Work request 1:
Summarize the article on the final presidential debate's climate and energy clash in two sentences.
Work request 2:
Write the next part of the article on the climate and energy exchange at the final presidential debate, picking up after its last sentence.

Text block:
= Beginning of Section =

The final presidential debate on Thursday crystallized stark differences between the candidates on climate and energy policy, as Joseph R. Biden Jr. stressed the urgency of addressing climate change while President Trump warned that the Democratic nominee’s plans would hurt the economy.

Oil and gas production in select basins

Calling climate change “an existential threat to humanity,” Biden said, “We have a moral obligation to do something,” and that he would seek to transition away from oil and gas toward renewable energy. The former vice president also said he would end federal subsidies for the oil industry.

Trump, meanwhile, said Biden’s $2 trillion climate plan would be “an economic disaster,” and seized on Biden’s comments to warn oil-producing states about the potential impacts of regime change.

“Will you remember that, Texas?,” Trump asked from the debate stage in Nashville, TN, after Biden’s comment on transitioning from oil. “Will you remember that, Pennsylvania, Oklahoma?”

Biden reaffirmed that he would not institute a blanket ban on hydraulic fracturing, aka fracking, but that we would prohibit new drilling on federal property. He also noted that both labor and environmental groups have endorsed his “Build Back Better” climate plan.

North America’s Building Trades Unions (NABTU) on Friday issued a formal endorsement of the Biden-Harris ticket. NABTU President Sean McGarvey said Biden’s plan “to build vibrant, sustainable infrastructure and a secure energy future will support union building trades workers and their families.”

McGarvey has questioned the specifics of Biden’s climate plan, particularly with regard to the quality and compensation of construction jobs in renewable energy versus oil and gas. Tradespeople generally view oil and gas construction jobs as more stable with higher pay.

Trump, meanwhile, claimed his administration has done “an incredible job environmentally” while rolling back regulations on industry.

Since taking office, Trump has withdrawn the United States from the United Nations global climate accord, aka the Paris Agreement. The administration also has worked to weaken regulations governing fuel economy standards, carbon dioxide (CO2) emissions from power plants, and methane emissions from oil and gas activity.

The issue of emissions in the domestic gas industry has made international headlines recently. France’s government reportedly indefinitely delayed a multibillion dollar deal by Engie SA to import liquefied natural gas (LNG) from NextDecade Corp.’s proposed Rio Grande LNG export terminal in Texas because of concerns over fracking. 

The Trump administration also has sought to expand drilling on federal property including the Alaska National Wildlife Refuge, and it has worked to overhaul the Clean Water Act and National Environmental Policy Act to make them friendlier to industry.

Biden warned during the debate that four more years the Trump administration’s moves to eliminate regulations would “put us in real trouble.”

= End of Section =

Records:
= Beginning of Section =

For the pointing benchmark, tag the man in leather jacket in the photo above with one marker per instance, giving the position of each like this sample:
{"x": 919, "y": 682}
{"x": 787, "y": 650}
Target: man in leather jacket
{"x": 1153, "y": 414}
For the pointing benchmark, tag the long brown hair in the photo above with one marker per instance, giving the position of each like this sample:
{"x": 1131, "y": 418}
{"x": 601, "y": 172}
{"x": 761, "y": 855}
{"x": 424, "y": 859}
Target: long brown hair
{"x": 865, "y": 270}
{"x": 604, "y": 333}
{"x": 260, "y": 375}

= End of Section =
= Beginning of Section =

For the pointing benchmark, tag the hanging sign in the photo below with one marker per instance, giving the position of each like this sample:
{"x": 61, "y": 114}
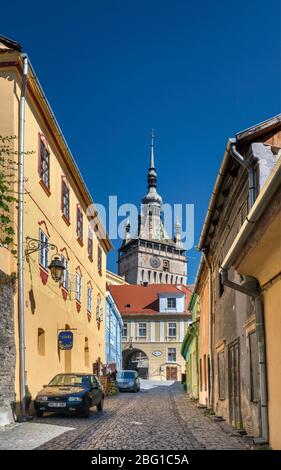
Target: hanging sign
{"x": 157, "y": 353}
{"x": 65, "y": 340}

= End of Section =

Response box 1:
At the final presidential debate, Biden called climate change "an existential threat to humanity," pledged to transition from oil and gas toward renewable energy, and said he would end federal oil subsidies and ban new drilling on federal property but not fracking, while Trump called Biden's $2 trillion climate plan "an economic disaster." Trump claimed his administration had done "an incredible job environmentally" while rolling back regulations, and his administration has withdrawn from the Paris Agreement, weakened emissions and fuel economy rules, and sought to expand drilling on federal property.

Response box 2:
In addition to moving toward alternative energy sources, Biden highlighted his plans to add 50,000 electric vehicle charging stations, and to retrofit buildings to make them less energy intensive. Trump, meanwhile, expressed skepticism about widespread adoption of wind and solar power, citing natural gas as a “very clean” and reliable alternative.

“As in the past, fracking and climate change appeared to serve primarily as a ‘wedge’ issue that the two candidates used to highlight their differences,” said analysts at Clearview Energy Partners LLC in a post-debate note to clients They said “we once again saw starkly different implications for the fossil and green energy subsectors, depending on who wins.”

American Petroleum Institute CEO Mike Sommers was diplomatic but resolute in responding to the debate.

“Democrats, Republicans and Independents know that the U.S. natural gas and oil industry delivers affordable and reliable energy to American families and businesses and all over the world,” Sommers said. Because of the energy industry’s efforts, “Americans no longer have to choose between environmental progress and access to affordable, reliable and cleaner energy. And we aren’t going anywhere.”

Texas Independent Producers & Royalty Owners Association (TIPRO) President Ed Longanecker praised the candidates for a “lively and informative debate” on energy, citing the importance of oil and gas for the economy and national security.

“As the Texas oil and natural gas industry continues to slowly recover from a historic decline in global demand brought on by Covid-19 and other market factors, our policy leaders will be forced to think long-term when considering measures that could impact the future of domestic production and its unmatched contributions from an economic and geopolitical perspective, as well as its quantifiable success in advancing environmental stewardship throughout the oil and gas value chain,” Longanecker said.

The TIPRO chief said, “fossil fuels will remain a vital source of energy here and abroad for decades to come.”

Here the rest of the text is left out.